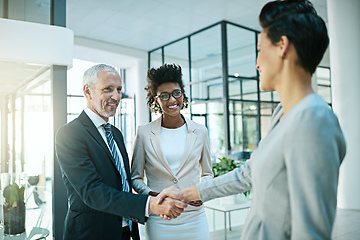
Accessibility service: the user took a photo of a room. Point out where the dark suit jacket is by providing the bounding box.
[55,112,148,240]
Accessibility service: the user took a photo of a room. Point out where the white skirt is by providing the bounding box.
[145,209,209,240]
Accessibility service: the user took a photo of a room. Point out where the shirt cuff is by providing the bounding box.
[145,196,151,217]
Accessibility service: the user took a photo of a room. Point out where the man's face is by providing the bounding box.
[87,71,122,121]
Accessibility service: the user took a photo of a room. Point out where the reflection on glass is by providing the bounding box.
[207,114,225,159]
[227,24,256,77]
[164,38,190,85]
[190,25,222,82]
[242,79,258,101]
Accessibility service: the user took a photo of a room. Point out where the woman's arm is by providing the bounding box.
[131,127,154,196]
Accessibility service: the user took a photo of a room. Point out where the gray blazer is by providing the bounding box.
[197,94,346,240]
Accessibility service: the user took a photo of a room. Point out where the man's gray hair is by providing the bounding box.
[83,64,119,90]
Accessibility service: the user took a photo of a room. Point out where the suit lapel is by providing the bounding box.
[176,117,196,175]
[150,117,174,176]
[79,111,115,164]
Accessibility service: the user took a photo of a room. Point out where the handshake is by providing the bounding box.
[149,186,202,220]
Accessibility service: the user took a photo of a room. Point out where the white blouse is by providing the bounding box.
[161,124,187,174]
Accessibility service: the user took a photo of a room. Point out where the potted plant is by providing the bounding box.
[212,157,250,202]
[3,183,26,235]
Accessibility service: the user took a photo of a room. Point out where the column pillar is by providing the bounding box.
[327,0,360,210]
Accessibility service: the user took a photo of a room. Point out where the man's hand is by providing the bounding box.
[149,187,187,220]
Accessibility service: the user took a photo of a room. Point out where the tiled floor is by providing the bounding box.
[210,209,360,240]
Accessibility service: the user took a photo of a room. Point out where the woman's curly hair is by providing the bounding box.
[145,63,189,113]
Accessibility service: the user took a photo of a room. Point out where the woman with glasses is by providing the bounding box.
[160,0,346,239]
[131,64,213,240]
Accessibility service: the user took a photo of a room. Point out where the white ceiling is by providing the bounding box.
[66,0,327,51]
[0,0,327,102]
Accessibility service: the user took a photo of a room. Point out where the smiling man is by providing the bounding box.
[56,64,186,240]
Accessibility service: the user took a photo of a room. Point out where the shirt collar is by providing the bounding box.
[84,107,107,128]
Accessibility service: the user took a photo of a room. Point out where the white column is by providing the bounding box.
[327,0,360,209]
[135,59,150,127]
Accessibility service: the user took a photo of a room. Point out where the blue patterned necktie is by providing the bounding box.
[103,123,129,192]
[102,123,132,230]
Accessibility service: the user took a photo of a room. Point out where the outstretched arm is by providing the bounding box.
[149,187,187,220]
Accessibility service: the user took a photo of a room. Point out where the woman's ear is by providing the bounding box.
[277,35,290,59]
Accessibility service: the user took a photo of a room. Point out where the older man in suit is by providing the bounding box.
[56,64,186,240]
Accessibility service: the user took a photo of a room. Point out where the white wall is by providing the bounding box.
[327,0,360,210]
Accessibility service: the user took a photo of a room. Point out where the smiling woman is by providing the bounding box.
[131,64,213,240]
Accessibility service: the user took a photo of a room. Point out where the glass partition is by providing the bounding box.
[149,21,331,160]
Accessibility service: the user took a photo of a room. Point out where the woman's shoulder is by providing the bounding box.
[185,117,208,134]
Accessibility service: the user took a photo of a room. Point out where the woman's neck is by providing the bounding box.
[276,68,314,117]
[161,114,185,128]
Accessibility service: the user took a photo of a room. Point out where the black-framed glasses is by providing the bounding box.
[156,89,182,101]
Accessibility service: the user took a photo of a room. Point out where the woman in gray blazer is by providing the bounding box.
[160,0,346,240]
[131,64,213,240]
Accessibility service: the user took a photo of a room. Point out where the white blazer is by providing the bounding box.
[131,117,213,209]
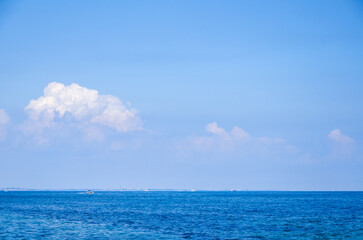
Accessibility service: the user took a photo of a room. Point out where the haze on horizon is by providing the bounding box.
[0,0,363,191]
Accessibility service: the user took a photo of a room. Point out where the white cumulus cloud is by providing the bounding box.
[25,82,142,133]
[0,109,10,140]
[328,129,354,144]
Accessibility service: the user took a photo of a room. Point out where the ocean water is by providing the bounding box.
[0,191,363,239]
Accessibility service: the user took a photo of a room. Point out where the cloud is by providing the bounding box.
[0,109,10,141]
[190,122,296,152]
[25,82,142,135]
[328,129,354,159]
[328,129,354,144]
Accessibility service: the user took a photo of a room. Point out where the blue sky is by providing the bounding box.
[0,1,363,190]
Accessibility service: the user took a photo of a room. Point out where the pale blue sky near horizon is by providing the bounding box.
[0,0,363,190]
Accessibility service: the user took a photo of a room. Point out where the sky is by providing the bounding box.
[0,0,363,191]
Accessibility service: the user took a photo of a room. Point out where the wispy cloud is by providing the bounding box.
[185,122,296,153]
[0,109,10,141]
[328,129,354,144]
[328,129,354,158]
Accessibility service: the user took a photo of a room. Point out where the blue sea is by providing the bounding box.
[0,191,363,239]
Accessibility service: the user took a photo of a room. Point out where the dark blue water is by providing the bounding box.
[0,192,363,239]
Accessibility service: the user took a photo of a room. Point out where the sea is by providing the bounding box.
[0,191,363,240]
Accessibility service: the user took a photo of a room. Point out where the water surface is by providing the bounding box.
[0,191,363,239]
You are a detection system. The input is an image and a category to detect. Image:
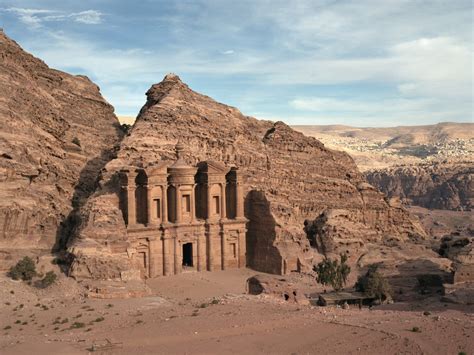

*Stated task*
Rewrite all of the items above as a numbered list, omitting blank lines and leaving the pictures out.

*Worked answer*
1. Accessibility service: the user took a photo of a room. Point out where the dark suit jacket is by providing the bounding box.
2. [55,112,148,240]
3. Accessibility service: the user took a photo of a room. Point out where the white skirt is by providing the bounding box.
4. [145,209,209,240]
5. Accessibility service: the user took a photo of a room. Point out where the shirt cuff is by providing the bounding box.
6. [145,196,151,217]
7. Accessibility service: the user took a photo of a room. Point out where the man's face is by providing the bounding box.
8. [87,71,122,121]
9. Accessibility service: the user took a photo of a room. Point out where the reflection on glass is by providing the bounding box.
10. [207,114,225,159]
11. [227,24,256,77]
12. [164,38,190,85]
13. [190,25,222,82]
14. [242,79,258,101]
15. Accessibility service: the user took a photo of a room. Point out where the woman's arm is by providing the bounding box.
16. [131,127,154,196]
17. Accessibility service: the user took a photo of a room. Point out where the gray blazer is by providing the bounding box.
18. [197,94,346,240]
19. Accessibility service: the user took a photo of a room. Point out where the man's gray hair is by providing the bounding box.
20. [83,64,119,90]
21. Accessibility service: the user took a photo of a room. Point out where the suit lapel is by providing the bounding box.
22. [176,117,196,175]
23. [150,117,174,176]
24. [79,111,115,164]
25. Accessibility service: the user took a photo of a room. Point out where the handshake is by providing the bounding box.
26. [149,186,202,220]
27. Accessibility service: the user took a photo of a room. Point out where the white blouse is by providing the bounding box.
28. [161,124,187,174]
29. Accessibility service: the user took a photo of a room. Point out where the potted plant is by providing the bounding box.
30. [212,157,250,202]
31. [3,183,26,235]
32. Accessibility service: the user took a photo of a room. Point out where the column pillar is by providing the bounding box.
33. [327,0,360,210]
34. Accessibility service: the user took a photo of a room. Point out where the man's hand is by providing the bounding box.
35. [149,187,187,220]
36. Accessibility service: the user took a photo of a room. Point out where the tiled floor is by providing the bounding box.
37. [210,209,360,240]
38. Accessibility service: the user took a photo of a room. Point out where the woman's curly hair is by providing the bounding box.
39. [145,63,189,113]
40. Accessibility service: the user took a photo of a room. Point out where the woman with glasses is by providing the bounding box.
41. [160,0,346,239]
42. [131,64,213,240]
43. Accessibility service: the user took a photo of a room. Point out where the white ceiling is by providing the bounding box.
44. [66,0,327,51]
45. [0,0,327,102]
46. Accessibility service: the user took a photo of a room. Point out where the smiling man is by providing the bounding box.
47. [56,64,186,240]
48. Accessibility service: the user took a photo of a room. Point out where the shirt collar is by providing the bounding box.
49. [84,107,107,128]
50. Accessibility service: the user took a photo of a room. Point out where the white column is by providing the bounding box.
51. [327,0,360,209]
52. [135,59,150,127]
53. Accessibility service: the user took a photo of a room. Point out where the blue patterned necktie is by providing the bounding box.
54. [103,123,129,192]
55. [102,123,132,230]
56. Accessibility service: the user took a photo of a room. Point out where the outstretched arm is by providing the bounding box.
57. [149,187,187,220]
58. Accessibility service: the user took a photo of a room. Point out where the woman's ear is by providing the bounding box.
59. [277,35,290,59]
60. Accessibility service: the user took a photo of a room. Point out where the older man in suit is by providing the bounding box.
61. [56,64,186,240]
62. Accessibility service: the user took a photo of a room. Point out where the white wall is by providing the bounding box.
63. [327,0,360,210]
64. Accessibility service: the user took a photo of a room. Point out where the smiling woman is by providing the bounding box.
65. [131,64,213,240]
66. Accessibility service: the user took a photo of a room. Point out where the glass partition is by providing the bounding box.
67. [149,21,331,160]
68. Accessibility service: the user took a photo of a room. Point out where the woman's shoulder is by providing the bounding box.
69. [185,117,208,134]
70. Accessibility service: the user took a photo of a room. Point out where the woman's neck is by providing the bounding box.
71. [276,68,314,117]
72. [161,114,185,128]
73. Accessibility service: the user took a photo of a room. Point out where the black-framed glasses is by providing the bounding box.
74. [156,89,182,101]
75. Accessibility service: the user took a photo of a room. Point out where the woman in gray blazer is by providing the bounding box.
76. [160,0,346,240]
77. [131,64,213,240]
78. Accessibility service: the user took a photo of a room. Point out where the white blazer is by providing the bounding box.
79. [131,117,213,209]
80. Accessibility service: the user took a photo of a room. Point out where the haze on horizon is by providing the bounding box.
81. [0,0,363,191]
82. Accessibility service: the user took a photo of a room. Point out where the white cumulus cloud is by providing the bounding box.
83. [25,82,142,133]
84. [0,109,10,140]
85. [328,129,354,144]
86. Accessibility service: the user took a photo of a room. Point out where the ocean water is by providing the bounding box.
87. [0,191,363,239]
88. Accessibility service: the user took a photo of a room. Point out where the cloud is by providing the bounding box.
89. [0,109,10,141]
90. [190,122,296,152]
91. [25,82,142,135]
92. [328,129,354,159]
93. [328,129,354,144]
94. Accessibility service: the user took a photo of a room. Point out where the blue sky is by providing the bounding box.
95. [0,1,363,190]
96. Accessibility service: the user took a photo of a room. Point out where the pale blue sky near horizon is by providing the bounding box.
97. [0,0,363,190]
98. Accessibility service: the user took a photo of a room. Point out where the sky is by providing the bounding box.
99. [0,0,363,191]
100. Accessibility service: the user took a photo of a room. Point out where the wispy cloud is by providing the bounding box.
101. [185,122,296,153]
102. [0,109,10,141]
103. [328,129,354,144]
104. [328,129,354,158]
105. Accessibility service: the user took a photo of a room. Point out where the blue sea is by providing the bounding box.
106. [0,191,363,239]
107. Accessibility service: the user took a photo of a room. Point out where the dark blue water is by providing the bounding box.
108. [0,192,363,239]
109. Accessibility service: the user took a photo of a room. Point out where the sea is by providing the bounding box.
110. [0,191,363,240]
111. Accessibility service: the user took a photo of a room. Point out where the water surface is by providing the bounding box.
112. [0,191,363,239]
113. You are a detection system. The input is an image and a category to detect. Image:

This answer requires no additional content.